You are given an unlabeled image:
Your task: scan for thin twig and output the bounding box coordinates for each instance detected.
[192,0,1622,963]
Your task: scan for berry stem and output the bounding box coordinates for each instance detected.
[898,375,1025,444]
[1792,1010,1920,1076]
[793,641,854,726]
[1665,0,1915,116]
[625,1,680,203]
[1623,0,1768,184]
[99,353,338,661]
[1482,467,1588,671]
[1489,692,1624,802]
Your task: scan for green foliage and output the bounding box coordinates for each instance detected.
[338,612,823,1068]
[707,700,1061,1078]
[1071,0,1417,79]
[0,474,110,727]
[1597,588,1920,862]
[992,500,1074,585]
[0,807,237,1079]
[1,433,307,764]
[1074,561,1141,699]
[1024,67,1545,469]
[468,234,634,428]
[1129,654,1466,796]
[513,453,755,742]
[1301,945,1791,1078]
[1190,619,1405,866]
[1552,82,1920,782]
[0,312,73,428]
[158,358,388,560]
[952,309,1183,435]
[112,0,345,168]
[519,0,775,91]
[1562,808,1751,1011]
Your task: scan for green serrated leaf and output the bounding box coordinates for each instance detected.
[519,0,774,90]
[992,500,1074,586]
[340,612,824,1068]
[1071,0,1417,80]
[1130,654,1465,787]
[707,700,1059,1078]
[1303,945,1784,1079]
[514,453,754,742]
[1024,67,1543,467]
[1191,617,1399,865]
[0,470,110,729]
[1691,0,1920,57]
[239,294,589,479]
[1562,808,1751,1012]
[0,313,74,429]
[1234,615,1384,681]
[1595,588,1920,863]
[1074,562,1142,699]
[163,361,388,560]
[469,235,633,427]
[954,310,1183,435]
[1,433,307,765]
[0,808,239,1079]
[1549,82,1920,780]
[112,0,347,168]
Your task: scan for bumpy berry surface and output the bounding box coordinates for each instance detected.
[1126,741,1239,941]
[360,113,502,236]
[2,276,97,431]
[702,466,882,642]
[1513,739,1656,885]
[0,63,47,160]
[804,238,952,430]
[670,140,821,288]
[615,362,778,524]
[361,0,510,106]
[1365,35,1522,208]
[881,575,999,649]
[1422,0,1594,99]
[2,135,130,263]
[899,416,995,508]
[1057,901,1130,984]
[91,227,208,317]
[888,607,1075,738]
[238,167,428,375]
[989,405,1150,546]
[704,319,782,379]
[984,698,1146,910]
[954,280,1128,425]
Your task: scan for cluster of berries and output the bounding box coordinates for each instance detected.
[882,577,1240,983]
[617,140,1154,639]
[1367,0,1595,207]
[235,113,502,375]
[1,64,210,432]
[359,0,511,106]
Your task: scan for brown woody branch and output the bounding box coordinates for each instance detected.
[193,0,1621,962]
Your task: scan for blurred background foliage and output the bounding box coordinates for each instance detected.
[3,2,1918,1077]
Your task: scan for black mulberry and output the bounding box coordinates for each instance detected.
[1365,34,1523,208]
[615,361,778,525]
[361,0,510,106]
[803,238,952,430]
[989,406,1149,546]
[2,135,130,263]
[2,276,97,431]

◆ WHAT THE EXERCISE ASKS ◆
Transcribe every entry, keeping each line exactly as it reads.

◆ OUTPUT ◆
You are given an unlabeled image:
Your task: scan for thin twig and output the bounding box coordinates for each instance detected.
[192,0,1622,963]
Your task: scan for berry stem and output the bounding box coordinates for each instance detected.
[898,375,1025,444]
[1792,1010,1920,1076]
[793,641,854,726]
[1665,0,1915,116]
[625,1,680,203]
[1623,0,1768,184]
[99,353,338,661]
[1482,467,1588,671]
[1489,692,1624,802]
Your task: scan for green foliage and output the bounding box coordinates for each instance detected.
[338,612,823,1068]
[707,700,1061,1078]
[1071,0,1417,79]
[0,474,110,727]
[1597,588,1920,862]
[992,500,1074,585]
[0,807,237,1079]
[1,433,307,764]
[1074,561,1141,699]
[1024,67,1545,469]
[468,234,634,428]
[1129,654,1466,796]
[513,453,755,742]
[1301,945,1791,1078]
[1190,619,1405,866]
[1552,82,1920,782]
[0,312,73,428]
[158,358,388,560]
[952,309,1183,435]
[112,0,345,168]
[519,0,775,91]
[1562,808,1751,1011]
Your task: scan for green serrated leaf and output the bounding box coordinates for each instance detected.
[519,0,774,90]
[992,500,1074,586]
[340,612,824,1068]
[1071,0,1417,80]
[1130,654,1465,787]
[707,700,1059,1078]
[1303,945,1784,1079]
[514,453,754,742]
[1024,67,1543,467]
[1191,617,1399,865]
[0,470,110,729]
[1691,0,1920,57]
[239,294,589,479]
[1562,808,1751,1012]
[0,313,74,429]
[1234,615,1384,681]
[1595,588,1920,863]
[1074,562,1142,699]
[163,361,388,560]
[469,235,633,427]
[954,310,1183,435]
[1,433,307,765]
[0,808,239,1079]
[1549,82,1920,780]
[112,0,347,168]
Your task: scan for bumpy berry surface and output the bounding box coordinates for each instance detected.
[1126,741,1239,941]
[360,113,502,236]
[2,276,97,431]
[702,466,882,642]
[1513,739,1656,885]
[0,63,47,160]
[804,238,952,430]
[670,140,821,288]
[615,362,778,524]
[361,0,510,106]
[1365,35,1522,208]
[881,575,999,649]
[1422,0,1594,99]
[2,135,130,263]
[899,416,995,508]
[1057,901,1130,984]
[91,227,208,317]
[888,607,1075,738]
[238,167,428,375]
[989,405,1150,546]
[704,319,782,379]
[984,698,1146,910]
[954,280,1128,425]
Your task: scan for cluster of berries and output the bounding box coordinates for each instance detected.
[882,577,1240,983]
[617,140,1154,639]
[1367,0,1595,207]
[235,113,502,375]
[1,64,210,432]
[359,0,511,106]
Your task: scan for brown woody branch and output the bounding box coordinates for each instance detected.
[193,0,1621,962]
Your task: scan for blurred background foliage and output the bounding box coordinates for each instance detected.
[3,2,1918,1077]
Your task: scan for black mulberry and output the bounding box coordinates for each instance detected.
[1365,34,1523,208]
[615,361,778,525]
[361,0,510,106]
[803,238,952,430]
[989,406,1149,546]
[2,135,130,263]
[2,276,97,431]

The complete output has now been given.